### [Task]
Please repeat the data exactly. Any picture in it stays out.
-- -- --
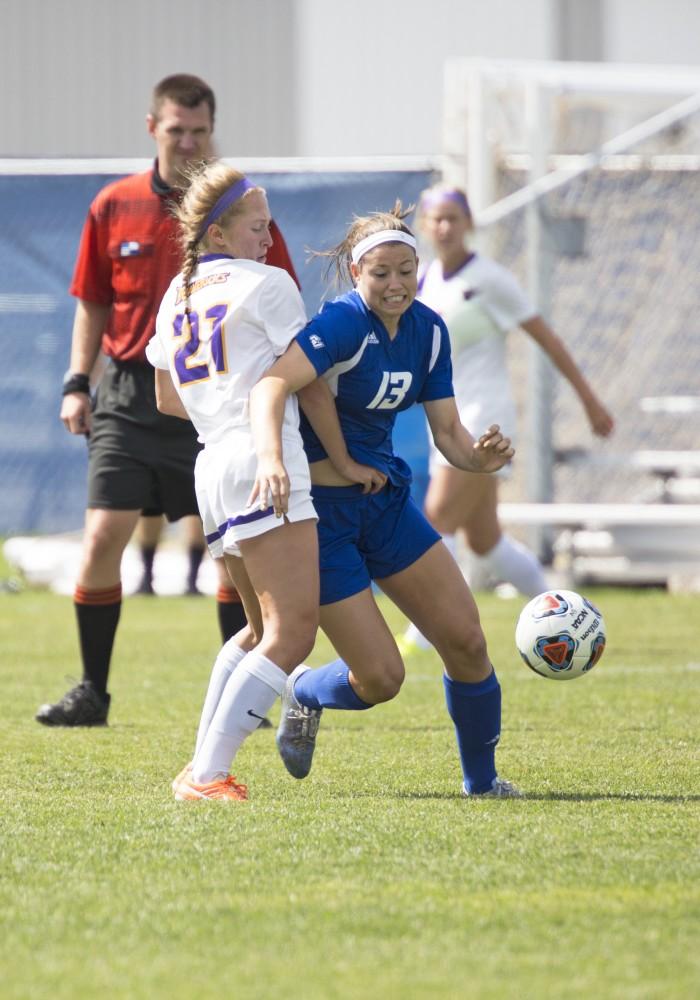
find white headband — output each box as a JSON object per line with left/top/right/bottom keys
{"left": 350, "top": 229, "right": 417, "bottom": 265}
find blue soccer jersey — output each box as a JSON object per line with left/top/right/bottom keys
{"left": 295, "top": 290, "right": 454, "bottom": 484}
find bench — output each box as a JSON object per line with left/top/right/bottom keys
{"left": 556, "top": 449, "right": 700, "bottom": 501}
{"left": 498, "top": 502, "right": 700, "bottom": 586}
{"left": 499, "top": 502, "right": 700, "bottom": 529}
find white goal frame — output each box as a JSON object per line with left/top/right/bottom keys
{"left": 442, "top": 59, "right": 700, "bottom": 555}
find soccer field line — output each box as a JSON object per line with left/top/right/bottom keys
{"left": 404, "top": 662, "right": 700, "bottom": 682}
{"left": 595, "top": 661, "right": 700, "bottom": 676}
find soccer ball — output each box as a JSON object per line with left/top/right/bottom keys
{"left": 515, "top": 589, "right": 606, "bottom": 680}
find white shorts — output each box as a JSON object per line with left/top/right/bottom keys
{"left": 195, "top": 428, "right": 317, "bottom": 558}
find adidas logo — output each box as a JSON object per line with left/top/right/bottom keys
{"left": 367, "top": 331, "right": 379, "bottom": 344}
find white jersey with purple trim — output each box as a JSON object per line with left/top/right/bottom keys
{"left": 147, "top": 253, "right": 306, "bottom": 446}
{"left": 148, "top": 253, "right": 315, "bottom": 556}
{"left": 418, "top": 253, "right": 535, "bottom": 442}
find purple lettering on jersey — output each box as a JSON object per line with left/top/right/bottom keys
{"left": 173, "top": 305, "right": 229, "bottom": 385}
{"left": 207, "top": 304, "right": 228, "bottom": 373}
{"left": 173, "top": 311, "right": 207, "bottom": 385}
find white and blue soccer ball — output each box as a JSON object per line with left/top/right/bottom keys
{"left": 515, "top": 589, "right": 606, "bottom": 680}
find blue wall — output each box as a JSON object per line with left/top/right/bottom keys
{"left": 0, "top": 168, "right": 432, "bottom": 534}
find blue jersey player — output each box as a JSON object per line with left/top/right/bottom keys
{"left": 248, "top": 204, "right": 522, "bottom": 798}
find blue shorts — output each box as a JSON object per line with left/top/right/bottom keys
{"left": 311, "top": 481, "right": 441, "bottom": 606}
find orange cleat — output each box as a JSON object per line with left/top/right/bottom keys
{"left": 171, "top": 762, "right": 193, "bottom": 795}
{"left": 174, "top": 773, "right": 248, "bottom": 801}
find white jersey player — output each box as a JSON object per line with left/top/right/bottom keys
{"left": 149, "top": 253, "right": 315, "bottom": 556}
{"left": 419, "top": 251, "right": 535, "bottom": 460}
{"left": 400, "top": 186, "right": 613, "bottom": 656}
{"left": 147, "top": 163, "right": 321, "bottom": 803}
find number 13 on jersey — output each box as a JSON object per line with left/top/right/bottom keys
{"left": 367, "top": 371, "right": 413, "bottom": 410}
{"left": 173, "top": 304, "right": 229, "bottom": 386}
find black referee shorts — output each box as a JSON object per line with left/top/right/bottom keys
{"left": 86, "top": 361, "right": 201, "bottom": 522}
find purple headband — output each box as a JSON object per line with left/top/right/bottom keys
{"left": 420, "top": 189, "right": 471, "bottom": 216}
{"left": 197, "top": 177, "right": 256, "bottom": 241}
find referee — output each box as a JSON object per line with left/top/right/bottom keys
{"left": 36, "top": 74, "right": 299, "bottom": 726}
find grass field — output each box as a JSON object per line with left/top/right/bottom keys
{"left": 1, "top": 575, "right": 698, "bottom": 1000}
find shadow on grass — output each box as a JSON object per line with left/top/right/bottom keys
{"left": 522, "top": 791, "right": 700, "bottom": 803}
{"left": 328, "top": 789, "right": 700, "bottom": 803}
-- -- --
### [Answer space]
find white headband — output each box as a JSON object per line with left/top/right/bottom keys
{"left": 350, "top": 229, "right": 417, "bottom": 265}
find blue soccer jersey — output each box as a JSON object per line with left/top/right/bottom keys
{"left": 295, "top": 290, "right": 454, "bottom": 484}
find bench — output each box as a JSON object per line with left/top/right/bottom keys
{"left": 556, "top": 449, "right": 700, "bottom": 501}
{"left": 498, "top": 502, "right": 700, "bottom": 586}
{"left": 499, "top": 502, "right": 700, "bottom": 529}
find white goal frame — output each box as a JSON object per line with left/top/right/bottom keys
{"left": 442, "top": 59, "right": 700, "bottom": 555}
find soccer field line — output each box as a JSON object per line with left/top/right/bottom keys
{"left": 404, "top": 662, "right": 700, "bottom": 682}
{"left": 595, "top": 661, "right": 700, "bottom": 676}
find soccer ball — output each box as a JSON object per line with left/top/right/bottom keys
{"left": 515, "top": 589, "right": 606, "bottom": 680}
find white shorts — output each box as a JSON object per line with left/top/right/bottom keys
{"left": 195, "top": 428, "right": 317, "bottom": 558}
find adidas logo — output each box as a JSON object per line with left/top/right/bottom keys
{"left": 367, "top": 331, "right": 379, "bottom": 344}
find white jersey with purple trim — output each box as a JSON object per line with left/top/right/bottom keys
{"left": 147, "top": 253, "right": 306, "bottom": 446}
{"left": 148, "top": 253, "right": 315, "bottom": 556}
{"left": 418, "top": 253, "right": 535, "bottom": 442}
find purple lettering on jersey — output each box as a JSON object per line with left/top/right/bottom keys
{"left": 173, "top": 305, "right": 229, "bottom": 385}
{"left": 207, "top": 304, "right": 228, "bottom": 373}
{"left": 173, "top": 311, "right": 207, "bottom": 385}
find white and blue soccer ball — output each box as a JSON object per line with left/top/right/bottom keys
{"left": 515, "top": 589, "right": 606, "bottom": 680}
find blue wall — output each box as a JSON object per line with left/top/right/bottom keys
{"left": 0, "top": 168, "right": 432, "bottom": 534}
find blue jersey player — output each box as a JSON object per line with left/top/right/bottom keys
{"left": 248, "top": 204, "right": 522, "bottom": 798}
find blue shorts — output each box as a JSON object per line with left/top/right/bottom keys
{"left": 311, "top": 481, "right": 441, "bottom": 606}
find orange cleat — output each box as a JSON object per line with left/top/right/bottom keys
{"left": 171, "top": 762, "right": 193, "bottom": 795}
{"left": 174, "top": 773, "right": 248, "bottom": 801}
find white jersey player — output each box as a JSON object per line with left/top/right/bottom keys
{"left": 149, "top": 253, "right": 315, "bottom": 556}
{"left": 419, "top": 251, "right": 535, "bottom": 460}
{"left": 400, "top": 186, "right": 613, "bottom": 656}
{"left": 147, "top": 163, "right": 321, "bottom": 803}
find number 13 on jersey — output each box as a JSON object per line with left/top/right/bottom keys
{"left": 367, "top": 371, "right": 413, "bottom": 410}
{"left": 173, "top": 304, "right": 229, "bottom": 386}
find black referee shorts — output each box as a JSON object per line with left/top/right/bottom keys
{"left": 86, "top": 361, "right": 201, "bottom": 522}
find purple headband — output each box as a JSON object per line with left/top/right/bottom keys
{"left": 420, "top": 189, "right": 471, "bottom": 216}
{"left": 197, "top": 177, "right": 256, "bottom": 241}
find referee — output each box as a JSON object per line with left/top/right/bottom keys
{"left": 36, "top": 74, "right": 299, "bottom": 726}
find grass field — output each box as a JSON object per line with left/top/right/bottom keys
{"left": 1, "top": 575, "right": 698, "bottom": 1000}
find shadow on grass — output each box as a JSON object per line with left/top/right/bottom keys
{"left": 522, "top": 791, "right": 700, "bottom": 803}
{"left": 328, "top": 789, "right": 700, "bottom": 803}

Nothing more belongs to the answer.